[Aim of the exercise]: Which lines in the material below contain the word "hair"? Pick out each one and copy it in full.

Start of Available records

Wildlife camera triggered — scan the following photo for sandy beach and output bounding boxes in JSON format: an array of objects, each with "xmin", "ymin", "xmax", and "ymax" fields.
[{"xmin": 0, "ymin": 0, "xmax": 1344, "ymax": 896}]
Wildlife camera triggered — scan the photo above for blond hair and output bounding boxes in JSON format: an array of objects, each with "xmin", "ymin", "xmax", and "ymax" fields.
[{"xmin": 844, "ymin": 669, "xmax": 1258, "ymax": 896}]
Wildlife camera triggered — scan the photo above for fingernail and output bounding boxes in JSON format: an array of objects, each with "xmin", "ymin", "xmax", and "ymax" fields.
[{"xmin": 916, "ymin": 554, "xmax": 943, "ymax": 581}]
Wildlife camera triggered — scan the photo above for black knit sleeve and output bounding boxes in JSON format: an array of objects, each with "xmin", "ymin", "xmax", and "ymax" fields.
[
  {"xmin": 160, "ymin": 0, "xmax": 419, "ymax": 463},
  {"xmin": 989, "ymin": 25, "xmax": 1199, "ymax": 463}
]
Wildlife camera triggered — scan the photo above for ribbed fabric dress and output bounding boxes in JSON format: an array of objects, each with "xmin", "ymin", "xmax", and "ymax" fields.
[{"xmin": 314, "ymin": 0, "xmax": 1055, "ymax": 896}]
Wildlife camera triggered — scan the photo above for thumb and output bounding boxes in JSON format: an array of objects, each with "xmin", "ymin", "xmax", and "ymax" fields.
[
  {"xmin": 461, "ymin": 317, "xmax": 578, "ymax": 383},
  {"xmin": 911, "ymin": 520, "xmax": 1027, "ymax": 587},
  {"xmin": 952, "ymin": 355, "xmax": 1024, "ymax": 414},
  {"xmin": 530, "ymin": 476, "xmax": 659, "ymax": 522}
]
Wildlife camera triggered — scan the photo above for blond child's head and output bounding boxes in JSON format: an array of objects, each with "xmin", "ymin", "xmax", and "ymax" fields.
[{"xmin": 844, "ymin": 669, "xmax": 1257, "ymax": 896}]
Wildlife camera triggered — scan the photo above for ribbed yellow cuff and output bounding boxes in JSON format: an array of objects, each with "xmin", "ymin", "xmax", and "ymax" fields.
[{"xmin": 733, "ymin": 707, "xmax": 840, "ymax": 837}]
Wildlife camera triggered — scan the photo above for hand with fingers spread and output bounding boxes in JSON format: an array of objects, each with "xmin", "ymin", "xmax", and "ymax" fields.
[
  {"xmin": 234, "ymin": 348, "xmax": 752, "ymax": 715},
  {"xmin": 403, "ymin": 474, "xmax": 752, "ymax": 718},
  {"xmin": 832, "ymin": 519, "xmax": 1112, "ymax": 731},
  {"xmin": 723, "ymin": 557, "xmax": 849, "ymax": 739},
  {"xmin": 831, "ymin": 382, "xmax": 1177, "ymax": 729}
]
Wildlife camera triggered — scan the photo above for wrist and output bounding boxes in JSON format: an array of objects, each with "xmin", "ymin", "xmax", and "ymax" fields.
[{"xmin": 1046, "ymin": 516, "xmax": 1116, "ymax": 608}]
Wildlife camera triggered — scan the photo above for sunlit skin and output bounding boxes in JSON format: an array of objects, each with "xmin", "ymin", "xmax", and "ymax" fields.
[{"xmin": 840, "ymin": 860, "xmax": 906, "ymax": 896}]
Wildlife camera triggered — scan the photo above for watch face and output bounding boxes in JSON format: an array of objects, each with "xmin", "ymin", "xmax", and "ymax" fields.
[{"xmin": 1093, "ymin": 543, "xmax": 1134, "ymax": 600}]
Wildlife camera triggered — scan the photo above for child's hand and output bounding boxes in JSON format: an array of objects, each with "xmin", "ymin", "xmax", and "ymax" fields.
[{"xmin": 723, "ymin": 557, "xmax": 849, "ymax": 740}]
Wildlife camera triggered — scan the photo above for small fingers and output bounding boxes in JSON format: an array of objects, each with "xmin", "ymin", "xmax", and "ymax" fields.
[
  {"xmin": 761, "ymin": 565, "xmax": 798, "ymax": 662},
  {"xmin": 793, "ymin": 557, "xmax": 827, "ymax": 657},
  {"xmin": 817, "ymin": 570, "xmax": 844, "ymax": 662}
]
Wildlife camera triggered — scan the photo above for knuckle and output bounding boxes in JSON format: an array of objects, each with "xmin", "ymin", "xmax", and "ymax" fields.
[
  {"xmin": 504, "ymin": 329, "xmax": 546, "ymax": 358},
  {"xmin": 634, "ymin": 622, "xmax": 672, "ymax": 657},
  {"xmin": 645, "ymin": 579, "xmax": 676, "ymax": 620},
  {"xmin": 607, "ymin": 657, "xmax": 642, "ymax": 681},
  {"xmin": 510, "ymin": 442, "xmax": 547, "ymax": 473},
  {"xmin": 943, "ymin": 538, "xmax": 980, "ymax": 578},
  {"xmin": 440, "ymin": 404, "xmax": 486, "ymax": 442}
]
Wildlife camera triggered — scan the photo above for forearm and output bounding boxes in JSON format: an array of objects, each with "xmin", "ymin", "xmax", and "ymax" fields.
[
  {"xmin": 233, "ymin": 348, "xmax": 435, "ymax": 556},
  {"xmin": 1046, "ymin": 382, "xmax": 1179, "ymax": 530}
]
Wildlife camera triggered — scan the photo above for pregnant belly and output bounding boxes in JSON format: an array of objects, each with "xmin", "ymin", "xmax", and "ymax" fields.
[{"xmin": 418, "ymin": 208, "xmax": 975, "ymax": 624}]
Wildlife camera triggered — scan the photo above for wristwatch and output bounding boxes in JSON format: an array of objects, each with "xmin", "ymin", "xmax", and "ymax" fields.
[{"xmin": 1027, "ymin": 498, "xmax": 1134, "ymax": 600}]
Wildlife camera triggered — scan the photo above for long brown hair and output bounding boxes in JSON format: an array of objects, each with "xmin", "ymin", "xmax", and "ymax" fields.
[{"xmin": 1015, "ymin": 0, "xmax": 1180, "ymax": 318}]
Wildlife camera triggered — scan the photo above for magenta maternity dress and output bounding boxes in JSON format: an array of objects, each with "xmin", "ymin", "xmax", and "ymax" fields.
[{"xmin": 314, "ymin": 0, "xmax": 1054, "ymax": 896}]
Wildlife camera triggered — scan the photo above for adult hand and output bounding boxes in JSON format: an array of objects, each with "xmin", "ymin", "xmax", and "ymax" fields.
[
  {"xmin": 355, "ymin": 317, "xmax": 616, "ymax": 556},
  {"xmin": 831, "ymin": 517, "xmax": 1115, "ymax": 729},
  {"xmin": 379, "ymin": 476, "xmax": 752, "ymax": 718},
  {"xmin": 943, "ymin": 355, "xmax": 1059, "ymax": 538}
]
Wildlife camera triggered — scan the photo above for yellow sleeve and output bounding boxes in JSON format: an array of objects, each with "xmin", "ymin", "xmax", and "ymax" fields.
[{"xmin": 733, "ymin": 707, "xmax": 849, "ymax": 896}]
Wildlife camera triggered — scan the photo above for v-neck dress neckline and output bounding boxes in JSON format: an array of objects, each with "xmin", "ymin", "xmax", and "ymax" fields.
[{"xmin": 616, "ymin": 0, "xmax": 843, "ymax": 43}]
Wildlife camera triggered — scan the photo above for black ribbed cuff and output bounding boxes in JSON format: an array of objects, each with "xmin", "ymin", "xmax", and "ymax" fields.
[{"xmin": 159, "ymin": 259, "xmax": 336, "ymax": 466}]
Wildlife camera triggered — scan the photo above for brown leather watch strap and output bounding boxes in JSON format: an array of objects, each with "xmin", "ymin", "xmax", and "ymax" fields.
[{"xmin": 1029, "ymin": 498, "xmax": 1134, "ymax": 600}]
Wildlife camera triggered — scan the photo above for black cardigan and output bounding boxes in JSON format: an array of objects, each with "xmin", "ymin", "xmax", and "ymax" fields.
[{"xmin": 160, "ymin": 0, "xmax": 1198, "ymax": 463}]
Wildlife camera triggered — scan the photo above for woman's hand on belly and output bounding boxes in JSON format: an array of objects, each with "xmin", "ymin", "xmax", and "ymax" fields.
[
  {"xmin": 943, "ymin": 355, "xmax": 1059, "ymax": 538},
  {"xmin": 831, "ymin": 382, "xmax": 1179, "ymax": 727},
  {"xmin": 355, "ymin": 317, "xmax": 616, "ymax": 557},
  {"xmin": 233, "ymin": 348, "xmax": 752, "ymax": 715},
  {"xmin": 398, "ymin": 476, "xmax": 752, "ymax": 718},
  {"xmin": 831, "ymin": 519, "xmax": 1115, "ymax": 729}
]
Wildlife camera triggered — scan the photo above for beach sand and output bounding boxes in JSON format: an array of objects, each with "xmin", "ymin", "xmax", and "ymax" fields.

End of Available records

[In response]:
Wildlife camera triggered — scan the photo above for blond hair and output bounding boxes in JSON format: an array of objects, each with "xmin", "ymin", "xmax", and "ymax" fields.
Wildlife camera triggered — scan the photo above for long brown hair and output bounding boxes in JSON format: an array of objects, each with "xmin", "ymin", "xmax", and "ymax" fields.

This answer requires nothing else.